» PROBLEM TO SOLVE:
Skip the pictures. Repeat everything else in the records word for word.

» RECORDS FOR PROCESSING:
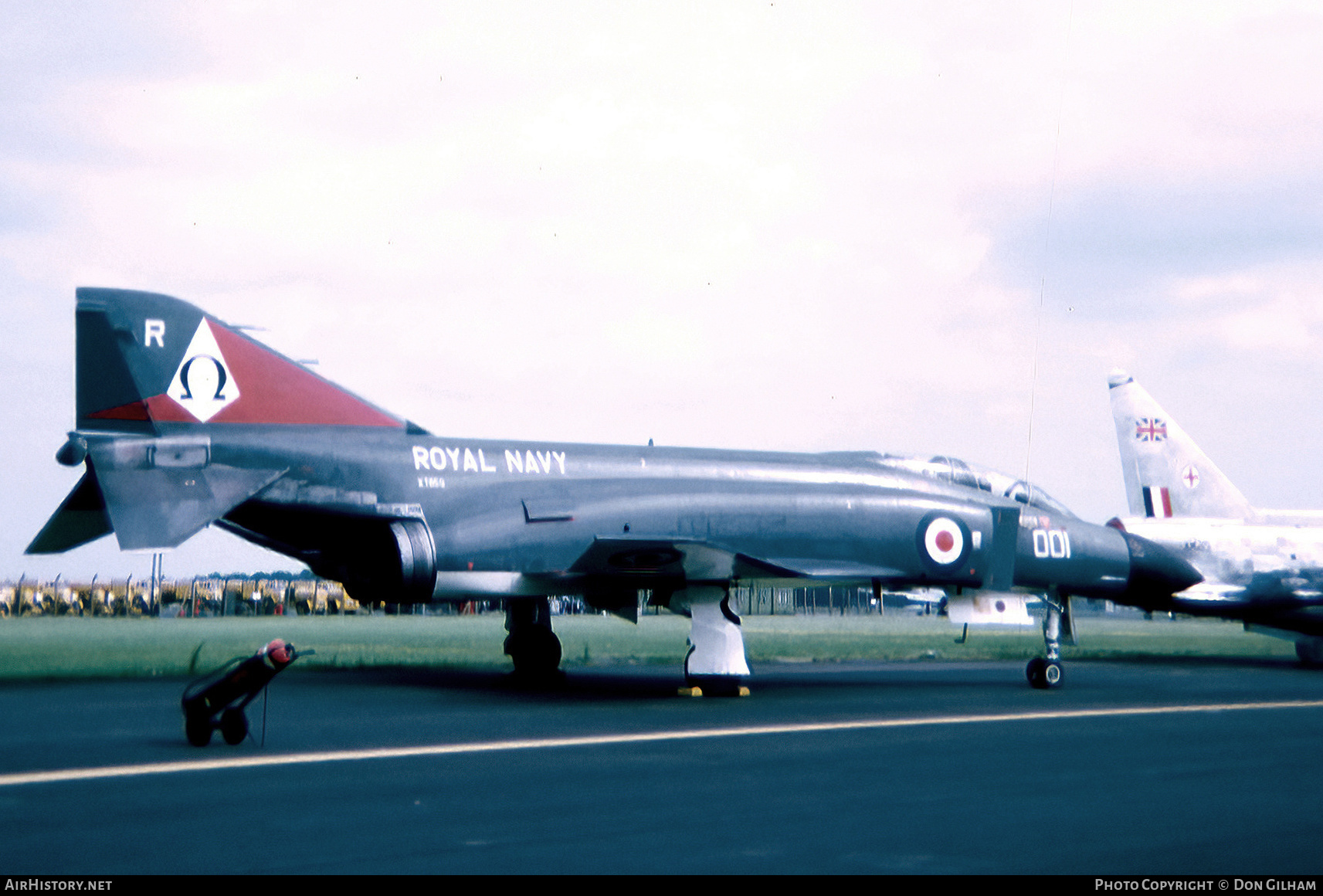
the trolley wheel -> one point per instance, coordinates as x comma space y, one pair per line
233, 727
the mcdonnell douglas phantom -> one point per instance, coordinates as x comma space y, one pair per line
184, 423
1263, 567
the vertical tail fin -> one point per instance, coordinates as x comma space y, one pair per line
1166, 473
146, 359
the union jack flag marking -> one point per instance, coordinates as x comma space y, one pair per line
1150, 430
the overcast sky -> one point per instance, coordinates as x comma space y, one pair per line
766, 226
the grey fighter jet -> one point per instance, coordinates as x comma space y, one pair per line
184, 421
1261, 567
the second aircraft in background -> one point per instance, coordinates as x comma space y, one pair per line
1261, 567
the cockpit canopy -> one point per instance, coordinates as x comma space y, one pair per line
962, 474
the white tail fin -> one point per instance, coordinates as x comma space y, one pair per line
1166, 473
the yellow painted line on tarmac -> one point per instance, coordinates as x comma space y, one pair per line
603, 740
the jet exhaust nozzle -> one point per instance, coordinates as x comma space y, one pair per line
1157, 573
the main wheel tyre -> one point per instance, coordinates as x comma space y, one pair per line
536, 651
233, 727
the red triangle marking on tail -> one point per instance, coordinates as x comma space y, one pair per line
133, 411
274, 391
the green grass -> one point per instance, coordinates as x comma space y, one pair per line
46, 647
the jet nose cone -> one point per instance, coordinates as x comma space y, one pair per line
1157, 572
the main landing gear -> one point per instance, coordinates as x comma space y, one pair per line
1046, 673
532, 645
714, 665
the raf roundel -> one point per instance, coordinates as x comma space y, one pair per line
944, 540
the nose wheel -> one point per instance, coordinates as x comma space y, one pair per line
1043, 674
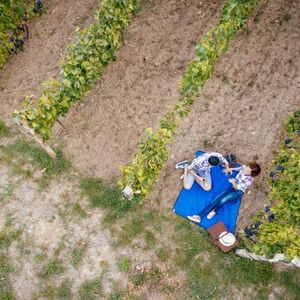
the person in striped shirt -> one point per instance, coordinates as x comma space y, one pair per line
239, 185
199, 170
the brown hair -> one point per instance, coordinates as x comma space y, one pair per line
255, 168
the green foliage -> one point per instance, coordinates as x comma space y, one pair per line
145, 168
283, 234
86, 59
4, 130
11, 14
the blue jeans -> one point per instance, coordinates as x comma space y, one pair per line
226, 196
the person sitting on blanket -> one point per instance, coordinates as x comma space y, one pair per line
239, 185
199, 169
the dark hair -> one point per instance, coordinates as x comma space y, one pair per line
213, 160
255, 168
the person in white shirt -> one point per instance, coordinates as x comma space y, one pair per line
199, 169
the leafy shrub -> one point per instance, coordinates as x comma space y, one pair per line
11, 13
145, 168
282, 235
86, 59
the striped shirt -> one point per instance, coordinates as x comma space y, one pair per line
242, 180
200, 164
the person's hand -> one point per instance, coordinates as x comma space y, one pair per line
227, 171
231, 180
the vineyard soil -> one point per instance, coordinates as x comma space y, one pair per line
241, 110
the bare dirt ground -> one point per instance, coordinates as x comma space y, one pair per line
48, 36
103, 130
241, 110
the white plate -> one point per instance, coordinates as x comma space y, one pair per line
227, 239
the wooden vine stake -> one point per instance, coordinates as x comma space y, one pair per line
30, 132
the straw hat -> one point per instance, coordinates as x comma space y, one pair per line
227, 239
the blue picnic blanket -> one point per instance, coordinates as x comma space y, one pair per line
191, 202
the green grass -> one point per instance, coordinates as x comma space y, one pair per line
223, 271
63, 291
51, 268
7, 236
37, 158
79, 211
4, 130
77, 255
6, 195
108, 197
125, 264
5, 288
90, 290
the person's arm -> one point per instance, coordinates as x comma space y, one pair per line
198, 179
236, 169
234, 184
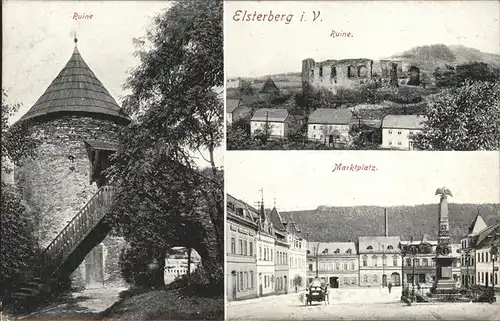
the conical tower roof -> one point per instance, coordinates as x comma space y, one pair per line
76, 89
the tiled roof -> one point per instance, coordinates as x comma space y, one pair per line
270, 114
378, 244
335, 248
231, 104
340, 116
404, 121
76, 89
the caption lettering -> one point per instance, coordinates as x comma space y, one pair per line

» OUTPUT FOR THIS EXERCISE:
the trolley wheel -> one point per instance, coordinates as x comma space y, one pair per line
233, 727
the mcdonnell douglas phantom -> one point per instance, coordinates as x comma space y, one pair per line
184, 423
1263, 567
the vertical tail fin -> one point per instance, coordinates as x comma space y, one pair per line
1166, 473
146, 359
the union jack flag marking -> one point per instance, coordinates as x comma space y, one pair per line
1150, 430
the overcast sky -> one point per instance, coordinates as x comma space y, one pair per line
766, 226
the grey fighter jet -> one point per instance, coordinates as x comma space y, one pair per line
184, 421
1261, 567
the second aircraft in background -> one point per instance, coordinates as x comma space y, one pair per line
1261, 567
the cockpit canopy -> one point per instance, coordinates as x comma space y, one pair per line
962, 474
the white tail fin -> one point per instance, coordinates as x comma space y, one pair per line
1166, 473
the yellow painted line on tarmac -> one point per instance, coordinates as x comma space y, one pair per line
603, 740
the jet exhaust nozzle -> one point per instance, coordinates as x comma space y, one pair per line
1157, 573
the main wheel tyre -> one point per instance, coordinates as x comma space y, one pair per line
536, 651
233, 727
the red triangle marking on tail -> one point per instance, coordinates as x comma space y, one pair per line
133, 411
274, 391
the green grass -> one point per instance, coordinates as x comma space y, one pair per line
46, 647
the jet nose cone -> one point per instance, coordinates as x comma space y, one pair per line
1157, 572
the main landing gear -> one point per instance, coordinates as x comma space y, one pair per line
1046, 673
532, 645
714, 665
the raf roundel -> one point per instance, coordinates as x comma space y, one pair per line
944, 540
the nose wheel -> one point per instance, coordinates as x comma space y, one pair per line
1043, 674
the person in striped shirt -> one point per instance, coordinates as x comma space y, one pair per line
239, 185
199, 170
the brown hair -> one point per instance, coordinates as x comma space y, one pair per line
255, 168
the green foliage -> one point per instance, coordinates as x comma space y, one pair per line
145, 168
283, 234
86, 59
4, 130
11, 14
the blue jeans -> one point per instance, coordinates as x comma space y, one pair per line
226, 196
the person sitting on blanket -> one point per instance, coordinates as x comma space y, one pair per line
239, 185
199, 169
the dark hair -> one point per instance, coordinates as x comma space y, one pair per line
213, 160
255, 168
the person in white shirt -> one point per instance, coordinates as x comma space y, one pair per line
199, 169
the leafy shrub -> one point per instance, coordinates as x comma space y, one pair per line
11, 13
145, 168
282, 235
86, 59
the striped shirt -> one point per instance, coordinates as x comma space y, one pair per line
242, 180
200, 164
the person's hand -> one point per instance, coordinates as x comma space y, one pair per line
227, 171
231, 180
the vineyard soil -> one point per instance, coordinates as x comma space y, one pair per line
241, 110
the bare dirt ground -> one point per instance, coordinates as x comma space y, one pair per line
48, 36
103, 130
241, 110
the white plate -> one point per instance, coordinates as x comma space y, one pair per line
227, 239
the wooden vine stake -> one point per instance, coordinates as x comma space y, one pair per line
30, 132
the straw hat -> one point per instance, coordinates as x comma space y, one pair per line
227, 239
the blue picnic blanket -> one point per instance, coordinates as x comma space y, one pair per line
191, 202
the green grass -> one point per instance, coordinates as x comma space y, one pair per line
223, 271
63, 291
51, 268
7, 236
37, 158
79, 211
4, 130
77, 255
6, 195
108, 197
125, 264
5, 288
90, 290
the person's arm -> one point per instance, coordinates as x comma space y, one pair per line
198, 179
236, 169
234, 184
the conical tower roof -> one point per instance, coordinates as x comma space y, one pair per line
76, 89
the tiled roof -> one point per instance, coordinates as x comma space y, one pair per line
270, 114
378, 244
335, 248
231, 104
340, 116
404, 121
76, 89
the caption lettering -> one point per instance, coordinates as x comma space y, one pair per line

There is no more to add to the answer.